- Istruzioni:
• 1. Rispondi in base all'ordinanza della Cassazione sulle cartelle esattoriali:
(a) Di quante cartelle esattoriali il signor D.C. ha chiesto la dichiarazione di nullità?
(b) Con quale numero è stata pubblicata la sentenza della Corte d'appello di Reggio Calabria?
(c) Di quanti giorni era il termine per proporre opposizione che, secondo la Corte d'appello, è decorso vanamente?
• 2. Prosegui l'ordinanza della Cassazione sulle cartelle esattoriali a partire dall'ultima frase riportata.

- Passo del documento:
-----

CORTE DI CASSAZIONE – Ordinanza 25 ottobre 2022, n. 31528
Crediti previdenziali – Cartelle esattoriali -Omessa notificazione – Opposizione – Legittimazione passiva del concessionario – Carenza
Fatti di causa
1. Il signor D.C. ha agito in giudizio nei confronti di Equitalia Sud s.p.a. e ha chiesto di dichiarare la nullità di quattordici cartelle esattoriali, sul presupposto che mai gli fossero state notificate e che fossero dunque prescritti i crediti di natura previdenziale in esse indicati.
Il Tribunale di Locri, con sentenza n. 1057 del 27 giugno 2014, ha dichiarato inesigibili per compiuta prescrizione quinquennale i crediti recati dalle prime sette cartelle e inesigibili per omessa notificazione i crediti correlati alle altre cartelle e ha condannato Equitalia Sud s.p.a. a rifondere al ricorrente le spese di lite e a risarcirgli il danno arrecato, ai sensi dell’art. 96, ultimo comma, cod. proc. civ.
2. La decisione è stata appellata da Equitalia Sud s.p.a.
La Corte d’appello di Reggio Calabria, con sentenza pronunciata il 3 novembre 2015 e pubblicata il 19 novembre 2015 con il numero 1451/2015, ha accolto il gravame e ha rigettato l’opposizione di D.C., alla luce dei seguenti rilievi:
a) dalla «documentazione tempestivamente depositata in primo grado», neppure specificamente disconosciuta «ai sensi dell’art. 2712 c.c.», emerge che le cartelle «sono state tutte […] notificate» ed è vanamente decorso il termine di quaranta giorni per proporre opposizione;
b) «[a]nche con riguardo alle prime due cartelle», Equitalia Sud s.p.a. non è stata «correttamente evocata in giudizio», in quanto i vizi dedotti attengono al merito della pretesa e, con riguardo a tali profili, «solo l’INPS è chiamato a contraddire»: l’eccezione di carenza di legittimazione passiva, «esplicita in primo grado, espressamente richiamata nella narrativa dell’atto di gravame ed implicita nel primo motivo di appello», conduce al rigetto dell’appello;
c) rimane assorbito il motivo di gravame che censura la condanna per responsabilità processuale aggravata;
d) le spese di entrambi i gradi di giudizio seguono la soccombenza.

-----

- Estratto dei dati:
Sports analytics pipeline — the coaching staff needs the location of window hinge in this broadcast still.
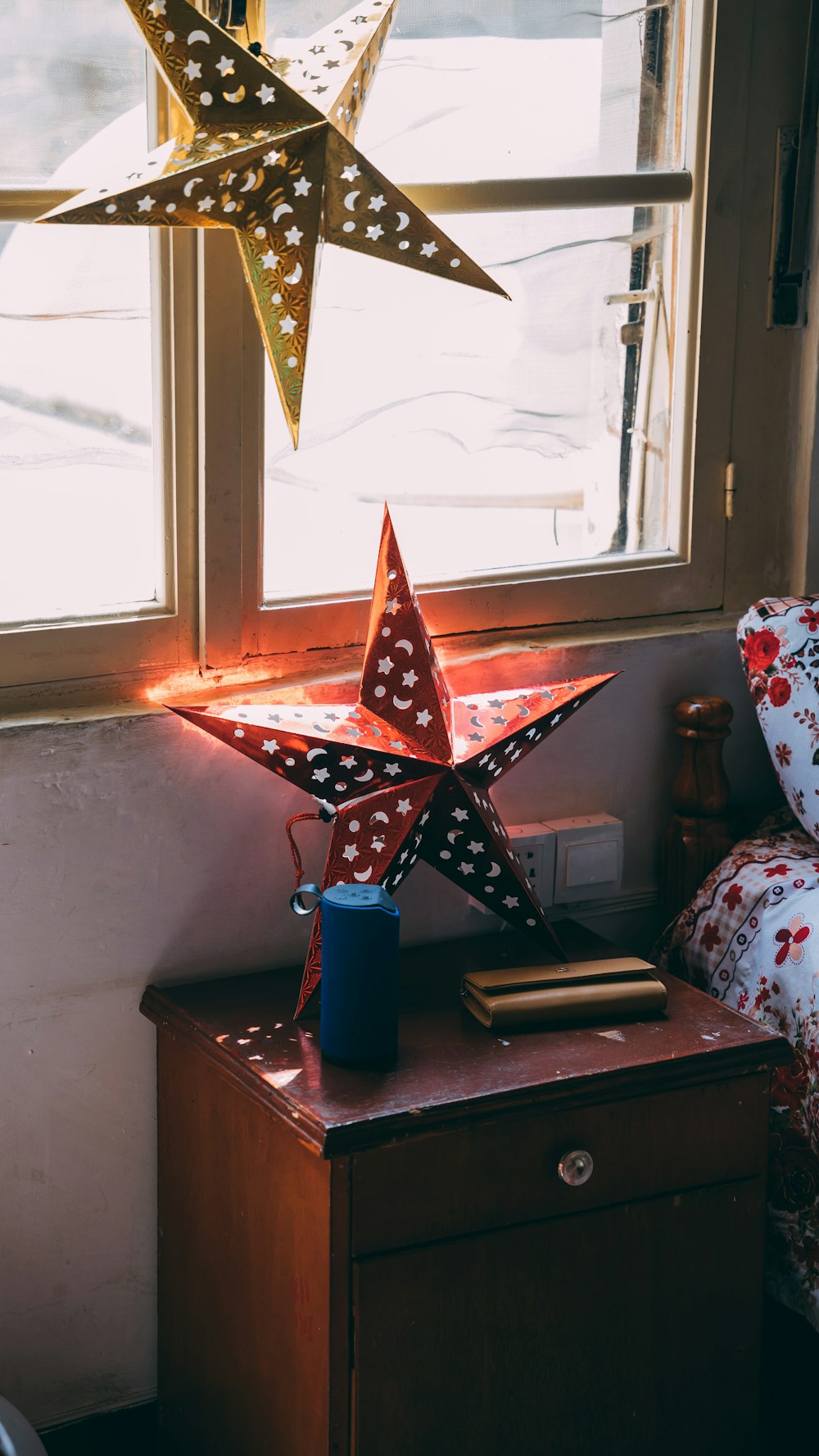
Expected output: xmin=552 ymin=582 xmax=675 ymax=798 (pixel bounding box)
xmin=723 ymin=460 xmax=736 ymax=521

-----

- Risultati dell'esercizio:
• 1.
(a) Quattordici.
(b) 1451/2015.
(c) Quaranta giorni.

• 2.
3. D.C., con ricorso notificato il 19 maggio 2016 e affidato a due motivi, chiede la cassazione della sentenza della Corte d’appello di Reggio Calabria, che non è stata notificata.
4. Equitalia Sud s.p.a. resiste con controricorso.
5. Il ricorso è stato originariamente assegnato alla sezione di cui all’art. 376, primo comma, cod. proc. civ.
5.1. Su proposta del relatore designato, che aveva ritenuto il ricorso manifestamente infondato, il Presidente ha fissato con decreto l’adunanza della Corte, a norma dell’art. 380-bis, primo comma, cod. proc. civ.
5.2. Il ricorrente, in prossimità dell’adunanza, ha depositato memoria ai sensi dell’art. 380-bis, secondo comma, cod. proc. civ., insistendo per l’accoglimento delle conclusioni rassegnate e ribadendo che la legittimazione passiva compete al concessionario.
5.3. Con ordinanza 24 settembre 2018, n. 22536, la Corte in camera di consiglio ha rimesso la causa a questa sezione, in applicazione dell’art. 380-bis, terzo comma, cod. proc. civ.
Nel motivare tale scelta, la Corte ha rilevato la «valenza nomofilattica» della questione controversa, che implica un raffronto, in punto di legittimazione a contraddire del concessionario, tra l’art. 39 del decreto legislativo 13 aprile 1999, n. 112 (Riordino del servizio nazionale della riscossione, in attuazione della delega prevista dalla legge 28 settembre 1998, n. 337) e l’art. 24, comma 5, del decreto legislativo 26 febbraio 1999, n. 46 (Riordino della disciplina della riscossione mediante ruolo, a norma dell’articolo 1 della legge 28 settembre 1998, n. 337).
La questione si raccorda, inoltre, a una domanda di «incerta qualificazione», che può essere inquadrata come «un’azione di accertamento negativo del credito previdenziale» o, in alternativa, come una domanda attinente a «un procedimento esecutivo viziato», con evidenti ripercussioni sulla «legittimazione a contraddire al concessionario».
6. Il ricorso è stato fissato per la trattazione in camera di consiglio dinanzi a questa sezione, in base agli artt. 375, secondo comma, e 380-bis.1. cod. proc. civ.
Il pubblico ministero non ha depositato conclusioni scritte.
La causa è stata aggiornata a nuovo ruolo, in attesa della decisione delle sezioni unite sulla questione prospettata dall’ordinanza interlocutoria n. 8003 del 22 marzo 2021, ed è stata posta in decisione all’adunanza camerale dell’8 luglio 2022.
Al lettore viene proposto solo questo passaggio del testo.